- The task: Copy the lines from the line with "trace target=glass window" to the line with "[[[117,77],[115,77],[115,90],[117,90]]]", swapping "separate parts" for "disconnected pieces" and leaving everything else unchanged.

=====

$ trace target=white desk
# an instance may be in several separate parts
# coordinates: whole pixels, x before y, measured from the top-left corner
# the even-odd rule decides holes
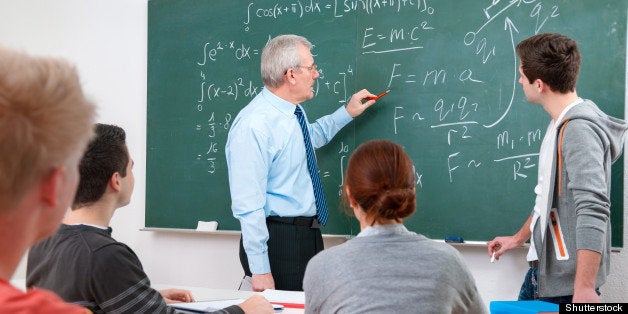
[[[152,287],[157,290],[171,289],[171,288],[190,290],[196,301],[246,299],[255,293],[253,291],[240,291],[240,290],[230,290],[230,289],[214,289],[214,288],[188,287],[188,286],[168,286],[168,285],[161,285],[161,284],[152,285]],[[292,292],[289,292],[289,293],[292,293]],[[302,295],[302,292],[300,294]],[[292,303],[290,302],[291,300],[272,300],[271,299],[269,301],[271,302],[283,301],[283,302]],[[305,311],[303,309],[284,308],[283,311],[280,311],[277,313],[300,314],[304,312]]]

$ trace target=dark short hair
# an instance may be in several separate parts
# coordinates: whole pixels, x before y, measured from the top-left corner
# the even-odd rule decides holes
[[[345,186],[373,222],[399,222],[416,210],[412,160],[391,141],[371,140],[358,146],[349,158]],[[348,204],[346,189],[343,202]]]
[[[541,79],[552,91],[576,90],[582,56],[575,40],[556,33],[538,34],[520,42],[516,50],[530,84]]]
[[[72,209],[98,201],[114,173],[126,176],[129,152],[124,130],[119,126],[97,123],[94,133],[95,137],[79,164],[81,179]]]

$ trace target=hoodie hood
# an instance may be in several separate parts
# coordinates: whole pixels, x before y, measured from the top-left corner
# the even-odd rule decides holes
[[[565,114],[561,127],[565,121],[574,119],[584,119],[599,127],[610,143],[612,162],[621,156],[626,130],[628,130],[626,121],[607,115],[588,99],[584,99],[583,103],[574,106]]]

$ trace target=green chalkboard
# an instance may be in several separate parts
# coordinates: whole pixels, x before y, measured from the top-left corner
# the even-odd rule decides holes
[[[360,143],[405,147],[417,175],[426,236],[488,240],[512,234],[534,201],[549,118],[526,102],[514,46],[540,32],[576,39],[578,93],[624,116],[626,1],[150,0],[146,227],[196,228],[231,214],[224,146],[231,121],[257,95],[261,50],[296,33],[321,74],[310,120],[361,88],[390,90],[317,150],[331,207],[326,234],[353,235],[339,207],[343,171]],[[623,159],[613,169],[613,245],[622,246]]]

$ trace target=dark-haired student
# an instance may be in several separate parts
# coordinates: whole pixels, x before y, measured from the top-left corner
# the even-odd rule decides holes
[[[526,99],[551,118],[539,153],[531,215],[513,235],[488,242],[499,257],[528,239],[530,268],[519,300],[600,302],[610,270],[611,164],[627,125],[578,97],[582,56],[573,39],[538,34],[517,45]]]
[[[353,152],[343,201],[361,231],[310,260],[306,313],[487,312],[460,253],[403,225],[415,212],[414,187],[401,146],[373,140]]]
[[[9,280],[70,206],[94,115],[74,66],[0,47],[0,313],[89,312]]]
[[[94,313],[174,312],[167,303],[194,301],[192,294],[151,288],[137,255],[111,237],[111,218],[130,202],[135,183],[126,134],[106,124],[97,124],[95,133],[80,162],[71,211],[59,230],[28,254],[26,285],[52,290]],[[217,313],[272,312],[256,295]]]

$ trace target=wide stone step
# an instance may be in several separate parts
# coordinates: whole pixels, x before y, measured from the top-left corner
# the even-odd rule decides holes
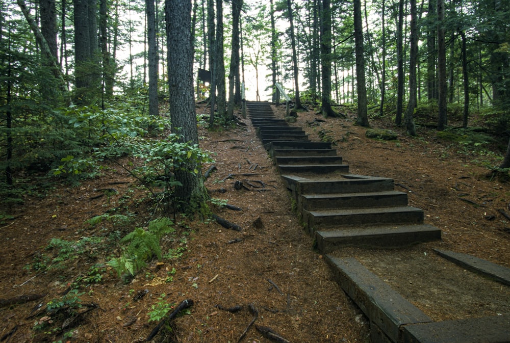
[[[423,224],[423,211],[411,206],[334,209],[301,212],[309,230],[354,225]]]
[[[400,342],[403,341],[401,337],[403,327],[432,322],[431,318],[355,258],[339,258],[330,255],[325,257],[335,280],[370,319],[372,341],[388,341],[379,340],[374,337],[377,329],[384,332],[389,341]],[[405,343],[411,341],[405,341]]]
[[[341,156],[281,156],[274,157],[276,164],[278,166],[301,164],[342,164]]]
[[[282,165],[278,166],[280,172],[285,174],[328,174],[329,173],[348,173],[349,165],[345,164],[301,164]]]
[[[267,132],[270,133],[272,131],[281,132],[282,130],[285,131],[296,131],[296,132],[303,132],[303,130],[301,127],[299,126],[286,126],[285,127],[282,127],[282,126],[271,126],[270,125],[262,125],[259,126],[258,128],[259,131],[261,132]]]
[[[407,206],[407,194],[396,191],[332,194],[302,194],[300,201],[308,211],[331,208],[360,208]]]
[[[272,157],[322,157],[337,155],[336,149],[273,149],[270,152],[272,154]]]
[[[441,239],[441,230],[428,224],[377,225],[316,231],[317,249],[329,253],[339,247],[355,245],[394,248]]]
[[[310,179],[290,175],[283,175],[282,177],[286,187],[300,197],[304,194],[384,192],[394,188],[392,179],[353,174],[342,176],[343,178],[334,179]]]

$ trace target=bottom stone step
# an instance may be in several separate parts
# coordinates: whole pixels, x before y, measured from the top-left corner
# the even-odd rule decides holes
[[[428,224],[352,228],[315,232],[317,248],[330,252],[339,246],[393,248],[441,239],[441,231]]]

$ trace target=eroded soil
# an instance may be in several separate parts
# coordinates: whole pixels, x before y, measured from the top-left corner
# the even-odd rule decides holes
[[[283,115],[283,108],[275,109]],[[349,248],[335,254],[358,258],[435,320],[510,312],[507,286],[453,266],[432,251],[449,249],[508,267],[510,224],[500,210],[509,212],[510,184],[488,177],[489,171],[476,162],[479,155],[439,139],[433,130],[420,128],[419,136],[412,138],[374,120],[373,126],[399,134],[398,141],[383,141],[366,138],[366,129],[353,126],[353,121],[351,115],[323,119],[311,111],[300,113],[294,125],[313,140],[319,140],[320,133],[330,137],[351,173],[394,178],[397,190],[409,192],[410,204],[425,210],[426,222],[441,229],[443,239],[396,250]],[[0,228],[0,299],[45,295],[0,307],[0,336],[15,327],[6,341],[135,341],[156,326],[148,322],[151,306],[189,299],[194,303],[189,312],[173,321],[172,329],[160,333],[154,341],[237,341],[253,318],[249,304],[258,309],[256,325],[270,327],[291,342],[368,341],[366,319],[332,280],[292,213],[287,191],[249,120],[241,122],[228,130],[201,130],[200,144],[214,152],[217,168],[206,182],[212,197],[242,210],[211,206],[243,231],[178,217],[176,233],[164,239],[163,245],[164,251],[182,248],[182,256],[164,259],[163,263],[154,261],[128,283],[105,263],[119,255],[115,241],[129,231],[84,222],[109,211],[129,210],[143,226],[161,209],[155,209],[147,192],[128,173],[112,164],[102,176],[79,186],[57,184],[43,197],[27,194],[23,205],[10,210],[14,219]],[[236,181],[245,188],[236,190]],[[102,190],[112,188],[115,191]],[[112,234],[115,230],[119,233]],[[110,251],[96,254],[91,246],[61,269],[34,268],[42,256],[54,253],[45,249],[50,239],[92,236],[111,240]],[[94,266],[101,279],[77,284],[75,280],[90,274]],[[63,329],[65,319],[51,318],[44,305],[62,299],[70,285],[83,293],[80,310],[90,310]],[[148,293],[135,301],[144,289]],[[42,310],[34,309],[38,303]],[[232,313],[217,305],[243,308]],[[71,336],[64,337],[68,332]],[[252,327],[243,341],[271,341]]]

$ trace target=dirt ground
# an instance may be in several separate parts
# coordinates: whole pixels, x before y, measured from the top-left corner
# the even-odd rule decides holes
[[[275,110],[283,115],[283,108]],[[410,204],[425,210],[426,222],[441,229],[443,239],[397,250],[348,248],[335,254],[358,258],[435,320],[510,313],[509,287],[442,264],[431,250],[454,250],[509,267],[510,224],[499,210],[510,212],[510,184],[488,177],[488,170],[476,162],[478,155],[460,151],[458,145],[438,138],[433,130],[421,127],[418,137],[412,138],[372,120],[374,127],[399,134],[396,142],[384,141],[366,138],[366,129],[353,121],[352,115],[324,120],[310,111],[299,113],[294,125],[313,140],[320,139],[319,134],[332,137],[351,173],[394,178],[397,190],[409,192]],[[254,325],[242,341],[274,341],[263,335],[264,327],[291,342],[369,341],[366,318],[333,281],[323,256],[291,211],[287,191],[249,120],[241,122],[228,130],[201,129],[200,135],[201,147],[213,152],[217,168],[206,181],[214,202],[227,200],[242,210],[211,207],[242,231],[177,217],[177,232],[162,244],[164,251],[180,253],[162,263],[154,261],[127,282],[105,264],[118,256],[114,243],[111,251],[100,253],[92,244],[86,245],[76,258],[62,262],[63,268],[35,268],[44,256],[56,253],[46,249],[52,238],[77,241],[96,236],[114,242],[107,226],[85,224],[95,216],[129,211],[140,225],[146,224],[159,208],[124,169],[112,164],[100,177],[78,186],[56,185],[44,196],[27,194],[23,205],[10,209],[13,218],[0,227],[0,337],[12,333],[5,341],[142,341],[137,338],[147,337],[156,325],[148,321],[155,308],[191,299],[189,311],[153,341],[239,341],[254,318],[249,304],[258,311],[254,324],[260,331]],[[245,188],[236,190],[236,181]],[[417,263],[408,263],[412,260]],[[97,274],[100,278],[83,281],[84,276]],[[70,286],[81,302],[63,296]],[[145,289],[146,295],[135,300]],[[43,296],[22,304],[7,301],[38,295]],[[81,314],[48,312],[46,304],[55,299],[80,303]],[[238,305],[236,312],[225,309]]]

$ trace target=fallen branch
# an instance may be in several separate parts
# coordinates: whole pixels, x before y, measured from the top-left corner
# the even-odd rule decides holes
[[[508,214],[506,213],[504,210],[500,209],[498,210],[498,212],[499,212],[499,213],[501,214],[501,215],[503,216],[503,217],[505,217],[508,220],[510,220],[510,215],[509,215]]]
[[[207,180],[209,178],[209,176],[211,176],[211,173],[212,173],[213,171],[216,170],[218,168],[216,168],[216,166],[214,165],[211,166],[207,170],[207,171],[206,172],[206,173],[203,174],[203,178]]]
[[[0,299],[0,307],[10,306],[19,304],[24,304],[29,301],[37,300],[46,296],[45,294],[28,294],[24,296],[14,297],[8,299]]]
[[[290,341],[282,337],[267,326],[258,326],[256,325],[255,328],[268,339],[271,339],[275,342],[279,342],[279,343],[290,343]]]
[[[244,329],[243,333],[239,336],[239,338],[237,339],[237,343],[239,343],[239,342],[242,340],[243,338],[246,335],[246,334],[248,333],[248,330],[250,329],[250,328],[255,323],[255,321],[259,318],[259,310],[257,309],[254,305],[250,304],[248,305],[248,308],[249,309],[250,312],[251,312],[251,314],[253,315],[253,319],[251,320],[250,323],[246,326],[246,328]]]
[[[239,225],[234,224],[233,223],[231,223],[227,220],[225,220],[223,218],[216,216],[215,214],[212,215],[213,219],[216,221],[216,222],[224,227],[225,229],[230,229],[231,230],[234,230],[235,231],[238,231],[241,232],[243,230],[243,228],[241,227]]]
[[[181,303],[179,304],[175,309],[174,309],[173,311],[172,311],[172,313],[168,315],[168,316],[162,320],[161,322],[160,322],[160,323],[152,329],[152,331],[150,332],[150,333],[149,333],[149,335],[147,336],[147,338],[146,338],[145,340],[147,341],[149,341],[154,338],[154,337],[158,334],[158,332],[159,331],[160,329],[161,329],[161,327],[163,326],[165,323],[166,323],[167,321],[172,320],[180,312],[186,308],[188,308],[188,307],[193,306],[193,301],[191,299],[186,299],[181,302]]]
[[[274,286],[274,288],[276,288],[276,291],[278,291],[278,293],[279,293],[280,294],[282,294],[282,295],[283,295],[284,293],[282,292],[282,291],[278,287],[278,286],[276,285],[276,284],[273,282],[273,280],[272,280],[271,279],[268,279],[267,282],[270,283],[271,284],[273,285],[273,286]]]

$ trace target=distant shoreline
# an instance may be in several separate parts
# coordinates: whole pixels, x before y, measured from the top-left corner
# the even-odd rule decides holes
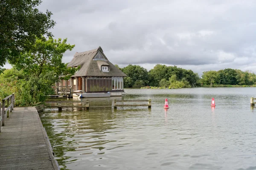
[[[250,87],[256,87],[256,85],[202,85],[201,86],[195,87],[191,88],[165,88],[163,87],[152,87],[152,86],[145,86],[142,87],[140,88],[145,88],[145,89],[175,89],[179,88],[250,88]]]

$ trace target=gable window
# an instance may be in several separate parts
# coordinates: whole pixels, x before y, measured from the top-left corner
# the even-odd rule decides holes
[[[99,60],[106,60],[106,59],[104,57],[102,54],[100,52],[99,52],[99,53],[98,53],[98,54],[96,54],[93,59]]]
[[[104,72],[108,72],[108,67],[106,66],[102,66],[102,70]]]

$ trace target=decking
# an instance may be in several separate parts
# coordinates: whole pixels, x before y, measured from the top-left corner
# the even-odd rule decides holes
[[[0,169],[59,169],[35,107],[14,108],[6,117],[0,133]]]

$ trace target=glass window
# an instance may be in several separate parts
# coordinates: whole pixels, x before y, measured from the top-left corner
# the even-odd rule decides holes
[[[115,77],[112,77],[112,90],[115,90]]]
[[[121,82],[120,82],[120,84],[121,85],[121,89],[123,89],[123,77],[121,77]]]
[[[103,71],[108,71],[108,66],[102,66],[102,70]]]
[[[120,77],[117,77],[117,88],[118,90],[120,90]]]
[[[101,53],[99,52],[94,57],[94,59],[103,60],[105,59],[105,58],[104,58]]]
[[[117,77],[115,77],[115,90],[117,90]]]

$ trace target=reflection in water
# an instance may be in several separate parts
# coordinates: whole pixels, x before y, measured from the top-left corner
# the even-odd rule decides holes
[[[152,108],[51,109],[40,116],[62,169],[252,170],[253,91],[126,89],[123,99],[151,99]],[[90,99],[90,105],[110,106],[113,99]]]

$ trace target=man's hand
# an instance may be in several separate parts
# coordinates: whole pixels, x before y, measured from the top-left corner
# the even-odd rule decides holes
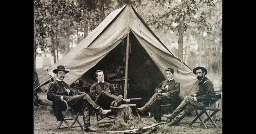
[[[68,92],[68,94],[70,92],[70,90],[69,90],[69,89],[67,89],[66,90],[66,91]]]
[[[191,100],[195,101],[196,101],[196,97],[192,97],[191,98]]]

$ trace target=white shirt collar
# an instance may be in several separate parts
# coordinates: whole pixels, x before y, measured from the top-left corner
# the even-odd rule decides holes
[[[201,82],[201,81],[202,81],[202,80],[203,80],[203,79],[204,79],[204,77],[203,77],[203,78],[202,78],[202,79],[201,80],[201,81],[200,81],[200,82]]]
[[[172,79],[168,79],[168,80],[169,81],[171,81],[171,80],[172,80],[173,79],[173,78],[172,78]]]
[[[103,81],[102,81],[101,82],[103,82],[103,83],[104,83],[104,80],[103,80]],[[100,81],[98,81],[98,83],[100,83]]]
[[[63,82],[63,81],[61,81],[61,80],[60,80],[60,79],[59,79],[58,78],[56,79],[56,80],[59,81],[59,82]]]

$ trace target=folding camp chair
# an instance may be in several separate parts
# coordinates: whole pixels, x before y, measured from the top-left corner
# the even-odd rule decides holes
[[[166,108],[165,107],[166,107],[167,106],[168,106],[168,108]],[[173,109],[173,104],[171,103],[162,103],[160,105],[160,108],[161,109],[161,111],[162,111],[163,110],[167,110],[168,111],[168,113],[162,113],[161,114],[161,115],[162,116],[164,114],[172,114],[172,113],[174,111],[174,109]],[[152,117],[152,116],[154,116],[155,114],[153,114],[153,113],[154,113],[153,112],[153,109],[150,110],[150,117]],[[170,120],[170,121],[169,121]],[[165,120],[161,120],[161,121],[164,121],[166,122],[166,123],[169,123],[171,121],[171,119],[168,118],[166,118],[166,119]]]
[[[68,130],[71,130],[71,128],[77,128],[78,127],[80,127],[82,130],[82,131],[83,131],[84,128],[83,128],[83,126],[82,126],[81,123],[80,123],[80,122],[79,122],[79,121],[78,121],[78,119],[77,119],[77,118],[78,117],[78,115],[79,115],[79,114],[80,113],[80,111],[81,111],[81,110],[83,108],[83,107],[82,107],[81,109],[80,109],[80,110],[79,110],[79,111],[78,111],[78,113],[76,114],[76,116],[75,117],[71,112],[71,111],[74,110],[74,109],[70,107],[68,107],[68,103],[67,103],[67,102],[65,100],[63,100],[63,99],[61,99],[60,100],[64,102],[64,103],[65,103],[65,104],[66,105],[66,106],[67,106],[67,109],[65,111],[65,112],[64,112],[64,114],[63,114],[63,118],[64,118],[63,121],[60,121],[60,124],[59,125],[59,126],[58,126],[58,127],[57,127],[57,128],[55,130],[55,131],[57,131],[57,130],[58,130],[59,129],[63,129],[67,128],[68,128]],[[72,116],[72,117],[73,117],[71,119],[65,118],[66,114],[67,114],[67,113],[68,113],[68,112],[69,115],[70,115],[71,116]],[[68,122],[67,121],[67,120],[74,120],[74,121],[72,123],[71,125],[70,125],[68,124]],[[60,128],[60,126],[61,126],[61,125],[62,124],[62,123],[63,122],[65,122],[67,125],[68,126],[68,127]],[[78,124],[79,124],[79,126],[74,126],[74,124],[75,124],[75,123],[76,122],[77,122],[77,123]]]
[[[129,99],[130,100],[130,102],[131,102],[132,101],[134,101],[134,100],[141,100],[141,98],[131,98],[131,99]],[[123,106],[123,107],[126,107],[126,106],[129,106],[129,107],[131,106],[134,106],[135,108],[135,110],[137,113],[137,114],[138,114],[138,116],[139,118],[140,118],[140,114],[139,114],[139,113],[138,112],[138,110],[137,110],[137,108],[136,107],[136,105],[134,104],[122,104],[121,105]],[[109,113],[108,115],[105,115],[103,116],[102,117],[101,117],[100,119],[99,119],[99,113],[97,112],[96,113],[96,112],[95,112],[95,116],[96,117],[96,126],[98,126],[98,127],[100,127],[99,124],[105,124],[105,123],[112,123],[113,122],[112,121],[108,121],[108,122],[99,122],[101,120],[104,119],[105,118],[108,118],[109,119],[111,119],[113,120],[116,117],[116,110],[118,108],[120,108],[120,107],[120,107],[120,106],[118,106],[117,107],[115,107],[115,106],[110,106],[110,108],[111,108],[111,109],[112,109],[112,111],[111,112]],[[114,118],[110,117],[109,116],[110,115],[112,114],[113,114],[115,113],[115,116]]]
[[[217,95],[216,95],[216,98],[213,98],[211,99],[210,102],[209,103],[209,106],[208,107],[204,107],[199,114],[198,114],[197,111],[196,110],[196,109],[194,110],[194,111],[197,116],[196,117],[196,118],[195,118],[195,119],[194,119],[194,120],[193,120],[191,123],[189,124],[189,126],[191,126],[194,123],[201,123],[204,125],[204,126],[206,129],[207,129],[207,127],[206,127],[206,125],[213,125],[215,128],[218,128],[217,125],[216,125],[216,123],[212,118],[212,117],[213,115],[215,115],[217,112],[221,110],[221,108],[219,108],[220,106],[220,102],[221,99],[221,94],[220,93]],[[218,101],[219,101],[218,104],[218,107],[216,107],[216,102]],[[211,102],[212,102],[212,104],[213,102],[214,102],[214,107],[210,107],[210,106],[211,105]],[[213,112],[210,115],[209,115],[209,114],[208,114],[207,112],[207,111],[213,111]],[[203,115],[203,114],[204,114],[204,113],[205,114],[206,116],[207,116],[207,118],[206,118],[206,119],[205,119],[204,121],[203,121],[203,119],[201,118],[201,116],[202,115]],[[199,119],[201,122],[195,122],[198,119]],[[205,123],[209,120],[210,120],[210,121],[212,122],[212,124],[206,124]]]
[[[106,109],[104,109],[106,110]],[[100,124],[105,124],[105,123],[112,123],[112,121],[108,121],[108,122],[100,122],[101,120],[105,118],[108,118],[109,119],[114,119],[114,118],[110,117],[109,115],[115,113],[116,112],[116,111],[114,109],[112,109],[112,111],[111,112],[108,114],[107,115],[103,116],[102,117],[100,117],[100,119],[99,119],[99,111],[98,112],[95,112],[94,113],[95,114],[95,117],[96,117],[96,126],[98,126],[98,127],[100,127],[100,125],[99,125]]]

=====

- Worked solution:
$ trace target=glass window
# an instance may be in several disconnected pieces
# coordinates: whole pixels, x before y, measured from the top-left corner
# the even-odd rule decides holes
[[[115,77],[112,77],[112,90],[115,90]]]
[[[121,82],[120,82],[120,84],[121,85],[121,89],[123,89],[123,77],[121,77]]]
[[[103,71],[108,71],[108,66],[102,66],[102,70]]]
[[[120,77],[117,77],[117,88],[118,90],[120,90]]]
[[[101,53],[99,52],[94,57],[94,59],[103,60],[105,59],[105,58],[104,58]]]
[[[117,77],[115,77],[115,90],[117,90]]]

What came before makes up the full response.